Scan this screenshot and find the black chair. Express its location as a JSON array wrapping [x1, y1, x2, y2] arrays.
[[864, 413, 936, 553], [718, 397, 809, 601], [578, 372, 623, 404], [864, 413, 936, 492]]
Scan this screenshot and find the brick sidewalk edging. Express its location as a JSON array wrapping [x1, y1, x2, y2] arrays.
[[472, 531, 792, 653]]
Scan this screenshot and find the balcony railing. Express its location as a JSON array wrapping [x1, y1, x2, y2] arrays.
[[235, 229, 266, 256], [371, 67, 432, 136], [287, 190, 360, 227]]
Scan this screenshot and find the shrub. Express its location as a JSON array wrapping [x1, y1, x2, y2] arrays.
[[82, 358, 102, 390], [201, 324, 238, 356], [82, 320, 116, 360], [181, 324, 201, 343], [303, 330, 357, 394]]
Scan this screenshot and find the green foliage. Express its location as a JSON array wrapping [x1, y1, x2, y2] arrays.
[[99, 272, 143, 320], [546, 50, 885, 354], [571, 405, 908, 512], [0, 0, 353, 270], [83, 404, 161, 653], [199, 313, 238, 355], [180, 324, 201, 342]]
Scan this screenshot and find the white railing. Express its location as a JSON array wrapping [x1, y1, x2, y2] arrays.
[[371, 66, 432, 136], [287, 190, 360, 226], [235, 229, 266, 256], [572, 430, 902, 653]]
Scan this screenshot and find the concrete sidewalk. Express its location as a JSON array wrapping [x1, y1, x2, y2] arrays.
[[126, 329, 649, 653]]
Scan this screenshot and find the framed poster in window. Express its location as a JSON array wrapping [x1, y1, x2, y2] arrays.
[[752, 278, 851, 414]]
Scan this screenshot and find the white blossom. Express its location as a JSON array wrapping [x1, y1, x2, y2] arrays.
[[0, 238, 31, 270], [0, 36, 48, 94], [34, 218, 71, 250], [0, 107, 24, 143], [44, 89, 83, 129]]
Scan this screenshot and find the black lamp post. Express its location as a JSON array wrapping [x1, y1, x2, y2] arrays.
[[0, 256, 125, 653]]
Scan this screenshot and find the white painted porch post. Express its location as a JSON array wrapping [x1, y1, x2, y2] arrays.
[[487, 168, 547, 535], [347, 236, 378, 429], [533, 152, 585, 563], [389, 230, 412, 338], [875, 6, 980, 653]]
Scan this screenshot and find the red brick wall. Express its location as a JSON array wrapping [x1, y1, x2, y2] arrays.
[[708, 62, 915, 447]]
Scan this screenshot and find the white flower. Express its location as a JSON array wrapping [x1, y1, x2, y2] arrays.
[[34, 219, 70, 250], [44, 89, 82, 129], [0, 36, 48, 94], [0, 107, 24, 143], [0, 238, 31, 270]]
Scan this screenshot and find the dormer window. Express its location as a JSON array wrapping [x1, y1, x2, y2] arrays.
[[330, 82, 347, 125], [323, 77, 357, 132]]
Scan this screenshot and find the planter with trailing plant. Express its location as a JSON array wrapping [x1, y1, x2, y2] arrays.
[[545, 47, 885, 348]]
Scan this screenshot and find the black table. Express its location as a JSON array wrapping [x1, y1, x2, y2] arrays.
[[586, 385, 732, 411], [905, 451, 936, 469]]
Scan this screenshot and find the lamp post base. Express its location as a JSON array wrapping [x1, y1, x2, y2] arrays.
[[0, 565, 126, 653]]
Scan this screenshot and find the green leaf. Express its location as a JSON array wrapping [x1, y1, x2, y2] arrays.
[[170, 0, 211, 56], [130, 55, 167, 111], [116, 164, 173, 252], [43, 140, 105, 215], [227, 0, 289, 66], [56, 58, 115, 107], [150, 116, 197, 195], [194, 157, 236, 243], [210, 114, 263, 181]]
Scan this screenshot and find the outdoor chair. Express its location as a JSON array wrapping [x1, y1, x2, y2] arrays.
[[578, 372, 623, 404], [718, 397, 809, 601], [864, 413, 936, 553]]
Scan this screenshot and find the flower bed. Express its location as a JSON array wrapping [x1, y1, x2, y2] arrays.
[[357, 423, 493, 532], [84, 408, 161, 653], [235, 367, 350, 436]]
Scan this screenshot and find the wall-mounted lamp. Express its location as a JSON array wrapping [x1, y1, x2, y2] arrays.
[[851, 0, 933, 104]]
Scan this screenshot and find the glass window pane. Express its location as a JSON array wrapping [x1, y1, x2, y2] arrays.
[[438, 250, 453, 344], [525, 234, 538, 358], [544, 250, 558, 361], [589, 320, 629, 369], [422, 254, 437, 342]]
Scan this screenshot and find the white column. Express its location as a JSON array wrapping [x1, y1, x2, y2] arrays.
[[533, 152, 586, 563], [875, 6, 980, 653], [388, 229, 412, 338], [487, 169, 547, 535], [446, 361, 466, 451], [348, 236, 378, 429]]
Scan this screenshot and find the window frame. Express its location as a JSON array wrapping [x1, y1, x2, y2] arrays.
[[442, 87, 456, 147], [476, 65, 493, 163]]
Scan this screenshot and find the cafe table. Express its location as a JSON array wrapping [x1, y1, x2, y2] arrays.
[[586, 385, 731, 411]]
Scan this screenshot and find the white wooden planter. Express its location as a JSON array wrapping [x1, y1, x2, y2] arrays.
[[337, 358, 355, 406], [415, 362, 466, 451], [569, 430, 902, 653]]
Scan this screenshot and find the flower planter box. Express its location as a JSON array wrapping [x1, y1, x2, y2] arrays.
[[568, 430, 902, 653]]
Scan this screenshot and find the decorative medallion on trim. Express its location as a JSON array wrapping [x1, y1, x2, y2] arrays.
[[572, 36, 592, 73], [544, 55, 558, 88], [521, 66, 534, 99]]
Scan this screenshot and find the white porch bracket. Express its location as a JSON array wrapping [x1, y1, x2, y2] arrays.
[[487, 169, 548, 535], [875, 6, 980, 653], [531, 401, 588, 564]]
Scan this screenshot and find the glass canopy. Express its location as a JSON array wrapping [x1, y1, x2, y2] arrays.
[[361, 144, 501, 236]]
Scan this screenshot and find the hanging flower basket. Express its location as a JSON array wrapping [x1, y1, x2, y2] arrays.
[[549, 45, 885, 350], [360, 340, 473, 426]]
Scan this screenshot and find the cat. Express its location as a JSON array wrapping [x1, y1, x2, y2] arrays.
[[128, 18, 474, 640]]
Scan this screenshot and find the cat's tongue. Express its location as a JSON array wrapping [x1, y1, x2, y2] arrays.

────────────────────────────────────────

■ Votre tâche
Extrayez toutes les lignes ci-dessus, sans en omettre aucune, et reproduisez-les à l'identique.

■ Le résultat
Scan this screenshot and find the black chair. Express its location as a JSON array wrapping [x1, y1, x2, y2] arrays.
[[864, 413, 936, 553], [718, 397, 809, 601], [578, 372, 623, 404], [864, 413, 936, 492]]
Scan this screenshot and find the brick sidewalk edging. Express its location as a JSON array wrapping [x1, y1, x2, y2] arrays.
[[472, 531, 792, 653]]
Scan this screenshot and find the balcony railing. Express its location as a JSON array wrapping [x1, y1, x2, y2] arrays.
[[235, 229, 266, 256], [371, 67, 432, 136], [287, 190, 360, 227]]
Scan this screenshot and find the shrub. Express its location as a JSON array wrapping [x1, y1, x2, y2] arrays.
[[82, 358, 102, 390], [201, 324, 238, 356], [82, 320, 116, 360], [181, 324, 201, 343], [303, 330, 357, 394]]
Scan this screenshot and find the green foliage. Express its location as a JSON array wrapping [x1, y1, x2, y2] arrays.
[[99, 272, 143, 320], [546, 50, 885, 354], [571, 405, 908, 512], [0, 0, 353, 270], [83, 404, 161, 653], [199, 313, 238, 355], [180, 324, 201, 342]]
Scan this screenshot and find the white railing. Express its location as a JSON array wrapping [x1, y1, x2, y2] arrays.
[[371, 66, 432, 136], [287, 190, 360, 226], [235, 229, 266, 256], [572, 430, 902, 653]]
Scan this screenshot and find the concrete sidewalk. Express its location as a JSON array wrapping [x1, y1, x2, y2] arrays.
[[126, 329, 649, 653]]
Scan this screenshot and find the framed poster in window. Express its location as a JSON array wrapping [x1, y1, x2, y2] arrays.
[[752, 278, 851, 414]]
Scan this screenshot and find the white blossom. Express its location as a JSON array wrapping [x1, y1, x2, y2] arrays.
[[0, 238, 31, 270], [0, 36, 48, 94], [34, 218, 71, 250], [0, 107, 24, 143], [44, 89, 83, 129]]
Scan this screenshot and find the black lamp post. Express its location as a JSON array wrapping [x1, y1, x2, y2] arrays.
[[0, 256, 125, 653]]
Scan this screenshot and find the white painted porch post. Express its location as a JSON array wrapping [x1, y1, x2, y2] arrays.
[[487, 168, 547, 535], [347, 236, 378, 429], [533, 152, 585, 563], [389, 230, 412, 338], [875, 6, 980, 653]]
Scan this screenshot and find the red brick wall. Express its location as a JSON array wrapping [x1, y1, x2, y2] arrays.
[[708, 62, 915, 447]]
Scan this screenshot and find the white flower. Express its location as a JSON array wrapping [x1, y1, x2, y2] arrays.
[[34, 219, 70, 250], [44, 89, 82, 129], [0, 36, 48, 94], [0, 107, 24, 143], [0, 238, 31, 270]]
Scan this screenshot and find the dormer window. Express its location as a JSON array wrapping [x1, y1, x2, y2] arrays.
[[330, 82, 347, 125], [323, 77, 357, 132]]
Scan this screenshot and find the planter with trailing plant. Express its location as a JSON array wrapping [x1, y1, x2, y2] arrays.
[[545, 47, 885, 348]]
Scan this screenshot and find the black table. Express its location as a JSON array wrapping [x1, y1, x2, y2] arrays.
[[586, 385, 732, 411], [905, 451, 936, 469]]
Scan this screenshot and find the lamp post base. Express its location as a JSON array wrapping [x1, y1, x2, y2] arrays.
[[0, 565, 126, 653]]
Scan this screenshot and find the green leaf. Express its location as a JSON array wrapping [x1, y1, x2, y2] arrays.
[[170, 0, 211, 56], [130, 55, 167, 111], [116, 164, 173, 252], [43, 140, 105, 215], [227, 0, 289, 66], [56, 58, 115, 107], [150, 116, 197, 195], [194, 157, 236, 243], [210, 114, 263, 181]]
Scan this screenshot and find the outdoor chair. Express its location as a JSON array wrapping [x1, y1, x2, y2] arrays.
[[578, 372, 623, 404], [718, 397, 809, 601], [864, 413, 936, 553]]
Scan this screenshot and find the flower bed. Express its location as a JSON array wrapping [x1, y1, x2, y2] arrays.
[[357, 423, 493, 532], [84, 408, 161, 653], [235, 367, 350, 436]]
Scan this screenshot and find the wall-mounted lamp. Express its location as a JSON array wrapping [x1, y1, x2, y2] arrays.
[[851, 0, 933, 104]]
Scan this screenshot and find the glass window pane. Express its location as a JSON array wrapping [x1, y1, x2, y2] arrays.
[[438, 250, 453, 344], [525, 234, 538, 358], [544, 250, 558, 361], [589, 320, 629, 369], [422, 254, 437, 342]]
Scan this screenshot and find the white column. Express its location as a JSON array wrapping [x1, y1, x2, y2] arrays.
[[533, 152, 586, 563], [875, 6, 980, 653], [388, 229, 412, 338], [487, 169, 547, 535], [446, 361, 466, 451], [348, 236, 378, 429]]
Scan this screenshot and find the window frame. Express its location as a JSON array wrapping [x1, y1, x2, y2] arrays.
[[442, 87, 456, 147], [476, 65, 493, 163]]
Scan this screenshot and find the cafe table. Express its location as a JSON array wrapping [x1, y1, x2, y2] arrays.
[[586, 385, 731, 411]]
Scan this screenshot and find the white wooden planter. Express its location as a JSON array wrapping [x1, y1, x2, y2] arrays.
[[337, 358, 355, 406], [415, 362, 466, 451], [569, 430, 902, 653]]
Scan this screenshot and find the flower planter box. Express its location as a JSON array wrapping [x1, y1, x2, y2] arrays.
[[568, 430, 902, 653]]
Scan this screenshot and find the decorative medallion on trim. Express its location as a JSON array wrapping [x1, y1, x2, y2] arrays.
[[572, 36, 592, 73], [544, 55, 558, 88], [521, 66, 534, 99]]
Scan this screenshot and find the white porch bracket. Express its location as a JSON array wrapping [x1, y1, x2, y2] arrays.
[[487, 169, 548, 535], [875, 6, 980, 653], [531, 401, 588, 564]]
Scan this screenshot and find the glass canopy. Express its location as a JSON array wrapping [x1, y1, x2, y2] arrays.
[[361, 144, 501, 236]]
Scan this screenshot and find the hanging flower basket. Express its location as a JSON array wrapping [x1, y1, x2, y2] arrays.
[[549, 45, 885, 350], [360, 340, 473, 426]]
Scan this screenshot and find the cat. Express its location as a JSON array wrapping [x1, y1, x2, y2] arrays.
[[128, 18, 474, 640]]
Scan this screenshot and find the cat's tongue. Express its location as a JSON array wrapping [x1, y1, x2, y2] arrays.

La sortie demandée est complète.